◆ **TO-DO LIST**
(a) From the pasta maker thread, print the passage starting at "Can you give" and ending at "Alix (Dec 31, 2004)".
(b) Name the kinds of noodles chris629 says they mainly want to make in the pasta maker thread.

____ TEXT EXCERPT

# I just got my pasta maker and I can't wait to try it



## chris629 (Dec 31, 2004)

I just picked up my pasta maker today.  It is a Rival.  It looks like it would be great to use.  I am getting it washed up first.  
Now can I use the same recipe for every noodle.  
The main noodles I would want to make would be:
egg noodles
spaghetti
lasagna
macaroni and
rigatoni

In here the basic pasta recipe it gives you is 
2 c AP flour
1/2 tsp salt
2 lg eggs
1 tsp oil
warm water

The one pasta recipe I have is 
3 c flour
6 egg yolks
and 1 whole egg
then so much water
I use that for my egg noodles

Can you give me your recipes for egg noodles vs basic pasta or can i use the basic pasta for either one?
Sorry I sound so confusing but I am very confused.  It seems there is so many out there to go by and I know I just need to try it.  
Or do the 2 above sound ok for basic and then egg?


----------



## Alix (Dec 31, 2004)

Hey Christina, I just got mine too! I have been experimenting and according to what I have read the same basic recipe works for everything. Keep in mind I am a newbie at this too. There are several very proficient pasta makers on the boards so I figure someone will come along soon to answer our questions.

I will share with you that I have discovered that your eggs should be room temp when you start the dough, and the recipe I have is adamant about no salt. (Not sure why though)

Also, when you are rolling your dough, keep an olive oiled cloth handy in case any of your pasta sticks to the rollers. Happy pasta making!

________
____ STORED RECORDS

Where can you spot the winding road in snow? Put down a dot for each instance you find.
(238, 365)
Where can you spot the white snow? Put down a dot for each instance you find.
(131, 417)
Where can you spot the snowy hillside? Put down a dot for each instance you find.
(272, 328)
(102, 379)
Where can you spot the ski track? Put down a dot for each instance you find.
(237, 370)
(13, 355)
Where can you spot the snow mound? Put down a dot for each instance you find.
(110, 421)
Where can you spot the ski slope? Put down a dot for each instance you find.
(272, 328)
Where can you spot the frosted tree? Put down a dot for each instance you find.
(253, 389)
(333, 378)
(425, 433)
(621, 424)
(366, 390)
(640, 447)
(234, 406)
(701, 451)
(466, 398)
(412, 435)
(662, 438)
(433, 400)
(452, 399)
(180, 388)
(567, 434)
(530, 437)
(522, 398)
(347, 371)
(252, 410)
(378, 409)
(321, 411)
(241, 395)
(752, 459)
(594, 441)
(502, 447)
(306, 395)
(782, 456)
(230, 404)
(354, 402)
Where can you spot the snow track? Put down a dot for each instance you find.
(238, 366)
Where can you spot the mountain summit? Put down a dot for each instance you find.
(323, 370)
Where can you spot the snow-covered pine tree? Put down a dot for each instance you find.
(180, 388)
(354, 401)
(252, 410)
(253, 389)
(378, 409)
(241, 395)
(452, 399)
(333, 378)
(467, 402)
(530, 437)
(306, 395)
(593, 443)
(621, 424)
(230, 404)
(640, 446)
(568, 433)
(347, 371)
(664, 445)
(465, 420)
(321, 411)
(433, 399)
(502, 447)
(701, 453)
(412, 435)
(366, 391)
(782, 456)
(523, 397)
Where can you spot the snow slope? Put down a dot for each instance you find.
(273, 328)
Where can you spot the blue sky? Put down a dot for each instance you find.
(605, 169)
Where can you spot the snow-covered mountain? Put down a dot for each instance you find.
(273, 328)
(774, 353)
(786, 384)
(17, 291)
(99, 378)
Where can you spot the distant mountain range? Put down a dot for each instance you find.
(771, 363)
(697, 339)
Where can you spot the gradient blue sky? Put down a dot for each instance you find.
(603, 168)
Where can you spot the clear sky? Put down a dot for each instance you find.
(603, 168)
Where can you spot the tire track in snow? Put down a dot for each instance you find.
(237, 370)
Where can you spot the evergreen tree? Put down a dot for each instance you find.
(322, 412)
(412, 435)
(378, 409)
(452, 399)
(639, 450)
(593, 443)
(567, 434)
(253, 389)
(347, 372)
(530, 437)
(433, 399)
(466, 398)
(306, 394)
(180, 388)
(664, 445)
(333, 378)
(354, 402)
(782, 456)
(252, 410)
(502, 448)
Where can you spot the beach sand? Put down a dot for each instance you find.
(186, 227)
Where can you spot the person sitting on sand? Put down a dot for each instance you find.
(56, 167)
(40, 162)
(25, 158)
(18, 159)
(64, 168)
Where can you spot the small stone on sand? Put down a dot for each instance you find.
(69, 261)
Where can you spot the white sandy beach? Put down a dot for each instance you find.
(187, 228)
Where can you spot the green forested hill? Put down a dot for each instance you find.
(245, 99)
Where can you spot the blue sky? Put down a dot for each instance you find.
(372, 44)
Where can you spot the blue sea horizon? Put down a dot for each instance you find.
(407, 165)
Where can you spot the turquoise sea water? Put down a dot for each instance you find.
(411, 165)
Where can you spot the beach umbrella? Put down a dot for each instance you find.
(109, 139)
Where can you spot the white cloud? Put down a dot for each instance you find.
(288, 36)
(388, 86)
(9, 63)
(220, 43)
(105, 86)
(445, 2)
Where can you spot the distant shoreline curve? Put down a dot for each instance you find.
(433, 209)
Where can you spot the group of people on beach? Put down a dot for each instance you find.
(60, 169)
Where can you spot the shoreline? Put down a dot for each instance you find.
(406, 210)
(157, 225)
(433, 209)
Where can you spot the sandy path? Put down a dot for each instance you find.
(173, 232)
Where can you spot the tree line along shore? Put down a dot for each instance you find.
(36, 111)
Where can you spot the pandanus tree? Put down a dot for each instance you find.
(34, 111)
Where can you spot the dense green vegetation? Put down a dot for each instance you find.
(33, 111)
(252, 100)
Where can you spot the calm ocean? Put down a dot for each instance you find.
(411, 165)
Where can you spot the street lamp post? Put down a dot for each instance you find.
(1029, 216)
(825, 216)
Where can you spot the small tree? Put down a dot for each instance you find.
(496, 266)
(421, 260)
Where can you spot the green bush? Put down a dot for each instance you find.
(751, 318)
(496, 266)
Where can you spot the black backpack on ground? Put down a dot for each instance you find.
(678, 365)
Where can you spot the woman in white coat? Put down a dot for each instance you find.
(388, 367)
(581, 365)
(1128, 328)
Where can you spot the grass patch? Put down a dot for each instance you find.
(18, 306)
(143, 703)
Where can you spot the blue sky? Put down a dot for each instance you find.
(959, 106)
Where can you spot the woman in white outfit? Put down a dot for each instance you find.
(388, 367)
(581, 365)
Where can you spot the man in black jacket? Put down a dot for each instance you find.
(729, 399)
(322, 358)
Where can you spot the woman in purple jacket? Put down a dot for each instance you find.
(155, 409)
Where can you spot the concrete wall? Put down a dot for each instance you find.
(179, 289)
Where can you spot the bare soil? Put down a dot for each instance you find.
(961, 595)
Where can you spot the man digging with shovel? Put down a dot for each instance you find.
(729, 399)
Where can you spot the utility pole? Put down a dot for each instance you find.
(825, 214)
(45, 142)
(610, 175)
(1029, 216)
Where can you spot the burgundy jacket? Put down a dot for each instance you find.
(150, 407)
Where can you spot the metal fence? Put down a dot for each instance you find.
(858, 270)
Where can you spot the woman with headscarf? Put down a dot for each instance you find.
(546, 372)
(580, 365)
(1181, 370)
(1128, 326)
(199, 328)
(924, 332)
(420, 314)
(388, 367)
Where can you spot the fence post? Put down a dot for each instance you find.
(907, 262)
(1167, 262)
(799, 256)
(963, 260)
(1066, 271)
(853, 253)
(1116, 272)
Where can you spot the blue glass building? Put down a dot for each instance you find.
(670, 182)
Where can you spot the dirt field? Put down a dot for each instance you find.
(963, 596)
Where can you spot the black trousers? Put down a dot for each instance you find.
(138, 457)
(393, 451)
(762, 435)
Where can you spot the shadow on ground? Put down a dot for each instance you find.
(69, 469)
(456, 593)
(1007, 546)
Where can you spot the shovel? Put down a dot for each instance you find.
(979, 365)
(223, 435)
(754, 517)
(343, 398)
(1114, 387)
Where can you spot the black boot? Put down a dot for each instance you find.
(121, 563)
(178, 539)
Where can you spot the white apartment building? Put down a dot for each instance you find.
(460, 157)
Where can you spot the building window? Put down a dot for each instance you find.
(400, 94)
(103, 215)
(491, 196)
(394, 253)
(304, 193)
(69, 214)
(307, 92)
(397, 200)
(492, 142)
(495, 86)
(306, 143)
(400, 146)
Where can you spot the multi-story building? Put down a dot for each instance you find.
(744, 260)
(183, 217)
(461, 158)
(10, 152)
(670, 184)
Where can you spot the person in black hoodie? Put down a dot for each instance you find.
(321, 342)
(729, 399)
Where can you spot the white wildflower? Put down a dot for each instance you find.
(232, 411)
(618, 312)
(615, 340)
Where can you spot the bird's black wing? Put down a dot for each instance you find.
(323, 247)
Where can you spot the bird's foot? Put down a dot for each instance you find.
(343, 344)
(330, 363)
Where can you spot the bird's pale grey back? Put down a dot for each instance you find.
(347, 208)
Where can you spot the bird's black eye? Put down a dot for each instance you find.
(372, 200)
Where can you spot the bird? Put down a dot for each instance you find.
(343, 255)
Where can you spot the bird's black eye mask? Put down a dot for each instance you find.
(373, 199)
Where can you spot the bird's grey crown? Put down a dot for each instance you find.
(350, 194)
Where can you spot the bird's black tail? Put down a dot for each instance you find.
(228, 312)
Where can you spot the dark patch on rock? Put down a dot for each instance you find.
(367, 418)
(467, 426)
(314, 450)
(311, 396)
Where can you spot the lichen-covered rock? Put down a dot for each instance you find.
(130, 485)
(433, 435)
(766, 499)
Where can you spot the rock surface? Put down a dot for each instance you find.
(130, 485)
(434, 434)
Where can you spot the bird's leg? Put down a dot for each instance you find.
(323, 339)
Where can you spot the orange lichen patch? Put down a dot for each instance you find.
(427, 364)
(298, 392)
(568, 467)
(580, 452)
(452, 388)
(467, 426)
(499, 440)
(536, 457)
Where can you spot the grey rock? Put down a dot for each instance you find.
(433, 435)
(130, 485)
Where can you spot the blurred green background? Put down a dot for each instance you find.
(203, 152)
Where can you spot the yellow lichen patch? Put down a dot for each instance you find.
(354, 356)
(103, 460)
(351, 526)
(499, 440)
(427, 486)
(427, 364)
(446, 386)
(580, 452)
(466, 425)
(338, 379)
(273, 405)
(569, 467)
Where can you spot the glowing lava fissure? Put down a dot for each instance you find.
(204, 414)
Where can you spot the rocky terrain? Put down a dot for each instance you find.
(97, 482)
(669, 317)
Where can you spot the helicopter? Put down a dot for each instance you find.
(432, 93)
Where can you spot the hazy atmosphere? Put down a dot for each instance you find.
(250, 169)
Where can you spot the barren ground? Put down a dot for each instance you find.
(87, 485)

________

◆ **EXERCISE RESPONSES**
(a)
Can you give me your recipes for egg noodles vs basic pasta or can i use the basic pasta for either one?
Sorry I sound so confusing but I am very confused.  It seems there is so many out there to go by and I know I just need to try it.  
Or do the 2 above sound ok for basic and then egg?


----------



## Alix (Dec 31, 2004)

(b)
- egg noodles
- spaghetti
- lasagna
- macaroni
- rigatoni